SELECTED TEXT:
In the following decades, as part of the growing temperance and pure food movements, brewers, scientists, politicians, and the public discussed the question of (supposed) adulteration on both sides of the Atlantic. While Schwarz, who passed away in 1895, would not live to see the National Pure Food law go into effect in 1907, which officially allowed the use of adjuncts, he helped U.S. brewers in creating a distinctive U.S.-style lager beer. The result was lighter and less hoppy than European lager beers.8

Furthermore, Schwarz was an avid advocate of proper scientific training for brewers. Without scientific knowledge, no consistent beer could be produced. Already in 1869, he pushed for the founding of a brewers’ school in the U.S. At the time U.S. brewers had to send their sons to Europe to one of the three brewing schools in Lyon, Worms, and near Munich.9

For the next twelve years, Schwarz tirelessly lobbied for such a school: time and again he pled for support by publishing articles, directly contacting brewers, and visiting the USBA conventions whose members kept on rejecting his proposal. Schwarz even incredulously noted in 1878 that a brewery school had just opened in Yokohama, Japan.10

Among Schwarz’s reasons for urgency concerning brewer’s education was the seemingly endless supply of secret ingredients and remedies then emerging. In Der Amerikanische Bierbrauer, he declared war on charlatans in order to drive unethical practices from the trade. For instance, in 1878 a man called Dr. Lonsky offered a “beer curator” for $25 (about $650 today) that supposedly kept beer stable at warm temperatures for months. Schwarz called out the impostor by purchasing the “secret,” then analyzing it and publishing his findings in his journal. He concluded that the “secret” was using known chemical bonds that nobody should pay for.11

Up until the early 1880s, the majority of brewers in Europe and North America still seemed rather skeptical of brewing science. Science education was just beginning to take off in U.S. colleges and universities. In 1876, the John Hopkins University, conceived and constructed as the first research university in the U.S, opened its doors in Baltimore, and in 1880 the University of California established a program of instruction and research in wine growing and enology.12

Schwarz must have felt frustrated, although the reason why the USBA saw no need to establish its own brewers’ school was tied to the very power relations he was working in. The members of the USBA could be described as the “brewers’ establishment,” a rather elite organization of German Americans that not only excluded non-German speakers and, hence, most ale brewers, but was also dominated by the big “shippers,” who tended to use the organization for their own gain rather than for the brewers’ trade as a whole. These elites had the money to send their sons abroad for training.

SUPPLIED RECORDS:
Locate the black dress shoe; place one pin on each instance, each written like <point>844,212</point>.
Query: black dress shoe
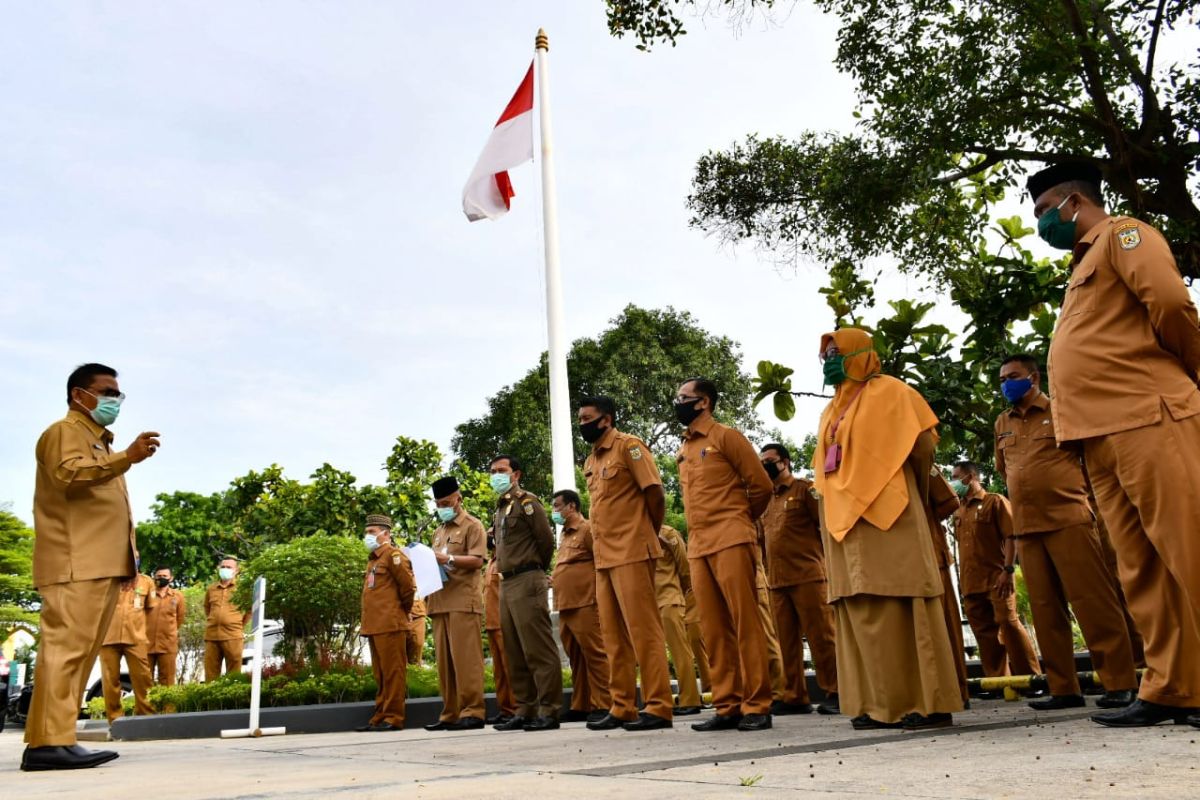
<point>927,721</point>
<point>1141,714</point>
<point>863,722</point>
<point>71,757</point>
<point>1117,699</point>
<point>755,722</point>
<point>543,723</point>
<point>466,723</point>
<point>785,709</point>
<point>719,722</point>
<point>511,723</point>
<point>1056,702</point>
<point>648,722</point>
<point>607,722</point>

...

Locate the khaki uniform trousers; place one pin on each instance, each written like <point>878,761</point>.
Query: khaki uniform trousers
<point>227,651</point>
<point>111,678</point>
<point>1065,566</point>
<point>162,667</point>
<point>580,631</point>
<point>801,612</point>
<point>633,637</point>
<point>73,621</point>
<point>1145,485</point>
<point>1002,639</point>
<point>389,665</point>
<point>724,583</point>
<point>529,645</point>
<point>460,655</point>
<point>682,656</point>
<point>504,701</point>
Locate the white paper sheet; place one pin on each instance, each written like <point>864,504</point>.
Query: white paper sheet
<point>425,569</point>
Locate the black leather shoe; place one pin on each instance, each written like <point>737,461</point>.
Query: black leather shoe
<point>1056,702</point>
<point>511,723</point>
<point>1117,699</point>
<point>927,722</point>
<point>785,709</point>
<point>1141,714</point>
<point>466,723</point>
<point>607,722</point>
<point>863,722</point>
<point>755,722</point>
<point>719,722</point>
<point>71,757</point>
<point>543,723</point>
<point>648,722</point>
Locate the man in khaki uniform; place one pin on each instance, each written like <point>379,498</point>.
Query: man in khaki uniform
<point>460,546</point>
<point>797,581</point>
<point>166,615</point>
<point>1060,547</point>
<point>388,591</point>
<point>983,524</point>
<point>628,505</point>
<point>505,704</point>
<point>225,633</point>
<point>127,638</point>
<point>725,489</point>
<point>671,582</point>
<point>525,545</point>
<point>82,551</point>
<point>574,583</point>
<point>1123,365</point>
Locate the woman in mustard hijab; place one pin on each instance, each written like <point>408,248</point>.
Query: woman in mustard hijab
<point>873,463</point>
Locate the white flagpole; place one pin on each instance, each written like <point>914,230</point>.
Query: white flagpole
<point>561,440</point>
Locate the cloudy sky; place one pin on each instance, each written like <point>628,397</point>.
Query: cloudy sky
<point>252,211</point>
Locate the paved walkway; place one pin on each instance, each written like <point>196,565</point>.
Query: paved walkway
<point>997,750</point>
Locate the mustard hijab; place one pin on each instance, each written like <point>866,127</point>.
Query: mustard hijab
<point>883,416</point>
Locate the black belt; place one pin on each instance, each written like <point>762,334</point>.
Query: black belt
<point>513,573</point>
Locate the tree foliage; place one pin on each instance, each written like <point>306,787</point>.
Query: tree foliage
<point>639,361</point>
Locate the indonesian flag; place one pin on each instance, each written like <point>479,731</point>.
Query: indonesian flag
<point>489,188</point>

EXERCISES TO COMPLETE:
a) Please quote the passage on Schwarz and brewing between "Schwarz must have" and "abroad for training.", inclusive.
b) According to the passage on Schwarz and brewing, where were the three European brewing schools to which U.S. brewers sent their sons?

SOLUTION SET:
a)
Schwarz must have felt frustrated, although the reason why the USBA saw no need to establish its own brewers’ school was tied to the very power relations he was working in. The members of the USBA could be described as the “brewers’ establishment,” a rather elite organization of German Americans that not only excluded non-German speakers and, hence, most ale brewers, but was also dominated by the big “shippers,” who tended to use the organization for their own gain rather than for the brewers’ trade as a whole. These elites had the money to send their sons abroad for training.

b) Lyon, Worms, and near Munich.